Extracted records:
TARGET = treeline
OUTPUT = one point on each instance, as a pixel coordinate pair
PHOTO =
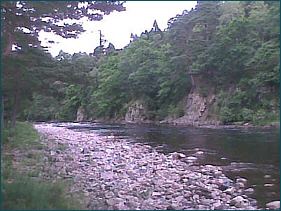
(231, 48)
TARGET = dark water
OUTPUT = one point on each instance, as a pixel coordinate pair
(246, 152)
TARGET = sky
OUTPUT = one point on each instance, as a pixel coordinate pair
(118, 26)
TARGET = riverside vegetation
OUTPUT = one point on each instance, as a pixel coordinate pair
(25, 185)
(216, 64)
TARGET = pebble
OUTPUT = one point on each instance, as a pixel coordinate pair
(274, 205)
(118, 174)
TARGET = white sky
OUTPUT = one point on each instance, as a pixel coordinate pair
(118, 26)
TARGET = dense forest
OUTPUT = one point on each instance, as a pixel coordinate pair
(227, 50)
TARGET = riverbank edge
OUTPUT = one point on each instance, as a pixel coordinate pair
(176, 156)
(123, 122)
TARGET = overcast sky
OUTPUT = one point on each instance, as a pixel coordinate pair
(118, 26)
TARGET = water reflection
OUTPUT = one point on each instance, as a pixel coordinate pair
(251, 153)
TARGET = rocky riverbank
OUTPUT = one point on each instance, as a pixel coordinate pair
(115, 174)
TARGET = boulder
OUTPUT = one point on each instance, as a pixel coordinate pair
(239, 202)
(274, 205)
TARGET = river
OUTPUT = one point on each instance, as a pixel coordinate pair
(252, 153)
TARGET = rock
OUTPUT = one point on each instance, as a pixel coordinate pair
(114, 201)
(80, 114)
(249, 191)
(268, 185)
(181, 155)
(242, 180)
(199, 153)
(274, 205)
(191, 159)
(240, 185)
(239, 202)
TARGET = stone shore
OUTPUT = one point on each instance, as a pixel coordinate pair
(116, 174)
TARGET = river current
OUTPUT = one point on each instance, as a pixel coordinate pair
(252, 153)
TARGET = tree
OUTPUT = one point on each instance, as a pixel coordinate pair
(28, 18)
(21, 22)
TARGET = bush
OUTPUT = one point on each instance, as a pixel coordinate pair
(226, 115)
(29, 194)
(247, 114)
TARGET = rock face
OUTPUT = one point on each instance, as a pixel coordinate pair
(197, 107)
(80, 114)
(136, 112)
(274, 205)
(120, 175)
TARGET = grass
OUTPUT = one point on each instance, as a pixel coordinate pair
(22, 163)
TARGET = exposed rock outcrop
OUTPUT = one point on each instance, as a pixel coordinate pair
(80, 114)
(137, 112)
(197, 107)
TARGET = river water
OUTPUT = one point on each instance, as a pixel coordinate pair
(252, 153)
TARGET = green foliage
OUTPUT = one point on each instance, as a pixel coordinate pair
(26, 193)
(22, 135)
(20, 190)
(232, 47)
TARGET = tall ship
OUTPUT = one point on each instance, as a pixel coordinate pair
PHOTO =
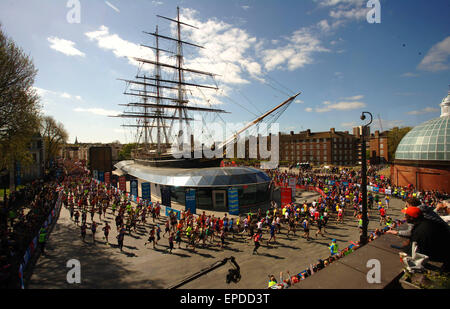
(163, 111)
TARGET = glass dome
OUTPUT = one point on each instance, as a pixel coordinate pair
(428, 141)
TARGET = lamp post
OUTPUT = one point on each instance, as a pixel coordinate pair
(365, 219)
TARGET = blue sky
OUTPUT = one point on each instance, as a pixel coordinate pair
(263, 50)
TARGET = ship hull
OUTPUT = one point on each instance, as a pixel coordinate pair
(180, 163)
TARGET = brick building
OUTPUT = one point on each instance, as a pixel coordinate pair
(319, 148)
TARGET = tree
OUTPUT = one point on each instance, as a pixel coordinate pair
(125, 153)
(54, 135)
(395, 135)
(19, 103)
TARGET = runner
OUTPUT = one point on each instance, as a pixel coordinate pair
(83, 231)
(151, 237)
(272, 229)
(106, 229)
(256, 239)
(167, 228)
(77, 216)
(382, 216)
(178, 238)
(291, 226)
(319, 227)
(171, 237)
(93, 229)
(120, 237)
(305, 224)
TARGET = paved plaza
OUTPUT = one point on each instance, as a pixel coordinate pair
(139, 266)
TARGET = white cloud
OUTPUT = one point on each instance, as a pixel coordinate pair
(424, 111)
(341, 12)
(437, 57)
(385, 124)
(97, 111)
(354, 13)
(227, 52)
(64, 46)
(112, 6)
(326, 3)
(340, 106)
(53, 95)
(65, 95)
(351, 124)
(354, 98)
(296, 53)
(120, 47)
(409, 74)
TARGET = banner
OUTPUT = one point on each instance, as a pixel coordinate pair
(107, 178)
(122, 183)
(191, 202)
(101, 176)
(146, 193)
(286, 196)
(176, 212)
(292, 184)
(233, 201)
(134, 188)
(165, 196)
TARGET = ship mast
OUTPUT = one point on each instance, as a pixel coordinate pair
(155, 105)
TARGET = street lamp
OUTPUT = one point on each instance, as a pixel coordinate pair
(365, 219)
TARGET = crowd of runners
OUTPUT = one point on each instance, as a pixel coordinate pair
(93, 204)
(22, 215)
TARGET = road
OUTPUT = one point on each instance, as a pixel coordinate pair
(103, 266)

**Directive:** Reproduce every one of the rows above verbatim, omitting the pictures.

**Full answer:**
TARGET = treeline
OUTPUT = one point on each instance, as a pixel coordinate pair
PHOTO =
(231, 48)
TARGET = dark water
OUTPUT = one point on each instance, as a pixel coordinate pair
(246, 152)
TARGET = sky
OUTPUT = one point on each instance, as a pixel coordinate pair
(118, 26)
TARGET = riverside vegetation
OUTPUT = one point on each instance, as a pixel coordinate pair
(25, 185)
(216, 64)
TARGET = pebble
OUTPUT = one point on each instance, as a pixel coordinate pair
(274, 205)
(118, 174)
TARGET = white sky
OUTPUT = one point on each instance, as a pixel coordinate pair
(118, 26)
TARGET = dense forest
OUTPUT = one point on each instance, as a pixel coordinate pair
(227, 50)
TARGET = riverbank edge
OUTPUT = one point on each instance, as a pixel coordinate pair
(176, 156)
(123, 122)
TARGET = overcast sky
OUTPUT = one point on each instance, as a pixel coordinate pair
(118, 26)
TARGET = water reflection
OUTPUT = one point on each instance, as a pixel coordinate pair
(251, 153)
TARGET = rocky riverbank
OUTPUT = one point on each instance, as a pixel coordinate pair
(115, 174)
TARGET = boulder
OUTPUT = one point on each instance, as a pixel coordinate pair
(239, 202)
(274, 205)
TARGET = river
OUTPUT = one point on each instance, as a pixel coordinate pair
(252, 153)
TARGET = rock
OUTPUT = one point on each instance, as a pixel coordinate pair
(114, 201)
(80, 114)
(249, 191)
(268, 185)
(181, 155)
(242, 180)
(199, 153)
(274, 205)
(191, 159)
(240, 185)
(239, 202)
TARGET = stone shore
OUTPUT = one point on each instance, as a pixel coordinate pair
(116, 174)
TARGET = river current
OUTPUT = one point on each instance, as a pixel coordinate pair
(252, 153)
TARGET = tree
OUTPUT = one point on each instance, as a pixel coordinate pair
(28, 18)
(21, 22)
TARGET = bush
OUTPUT = one point on each instance, as a pixel coordinate pair
(226, 115)
(29, 194)
(247, 114)
TARGET = rock face
OUTPUT = one point on each instance, as a pixel coordinate pair
(197, 107)
(80, 114)
(136, 112)
(274, 205)
(120, 175)
TARGET = grass
OUTPUT = one point on each instance, as a pixel coordinate pair
(22, 163)
TARGET = exposed rock outcrop
OUTPUT = one point on each instance, as a pixel coordinate pair
(80, 114)
(137, 112)
(197, 107)
TARGET = river water
OUTPUT = one point on each instance, as a pixel coordinate pair
(252, 153)
TARGET = green foliage
OUTPUT = one point on each instance, as a pixel coordinate pair
(26, 193)
(22, 135)
(20, 190)
(232, 47)
TARGET = tall ship
OUTPUT = one point on each instance, as a pixel coordinate pair
PHOTO =
(163, 111)
TARGET = glass dome
OUTPUT = one point on each instance, as a pixel coordinate pair
(428, 141)
TARGET = lamp post
OUTPUT = one point on each instance, as a pixel coordinate pair
(365, 219)
TARGET = blue sky
OUTPUT = one point on each instance, as a pixel coordinate pair
(263, 50)
TARGET = ship hull
OUTPUT = one point on each instance, as a pixel coordinate pair
(180, 163)
TARGET = brick building
OUTPUT = one point on each instance, as a pixel coordinate pair
(319, 148)
TARGET = tree
OUTPUT = one point on each instance, as a pixel coordinate pair
(125, 153)
(54, 135)
(395, 135)
(19, 103)
TARGET = runner
OUTPUT = one point on each instance, as a pixel coordinate pair
(83, 231)
(151, 237)
(272, 229)
(106, 229)
(256, 239)
(167, 228)
(77, 216)
(382, 216)
(178, 238)
(291, 226)
(319, 227)
(171, 237)
(93, 229)
(120, 237)
(305, 224)
TARGET = paved plaza
OUTPUT = one point on each instance, as a pixel coordinate pair
(139, 266)
TARGET = white cloud
OUTPUT = one point on each instance, as a pixel coordinate pair
(424, 111)
(341, 12)
(437, 57)
(385, 124)
(97, 111)
(354, 13)
(227, 52)
(64, 46)
(112, 6)
(326, 3)
(340, 106)
(53, 95)
(65, 95)
(351, 124)
(354, 98)
(296, 53)
(120, 47)
(409, 74)
TARGET = banner
OUTPUT = one point on each instance, as a pixel coordinate pair
(107, 178)
(122, 183)
(191, 202)
(101, 176)
(146, 193)
(286, 196)
(176, 212)
(292, 184)
(233, 201)
(134, 188)
(165, 196)
TARGET = ship mast
OUTPUT = one point on each instance, as a pixel coordinate pair
(155, 105)
TARGET = street lamp
OUTPUT = one point on each instance, as a pixel coordinate pair
(365, 219)
TARGET = crowd of runners
OUTPUT = one point on each instance, as a pixel coordinate pair
(93, 204)
(22, 215)
TARGET = road
OUTPUT = one point on each instance, as a pixel coordinate pair
(103, 266)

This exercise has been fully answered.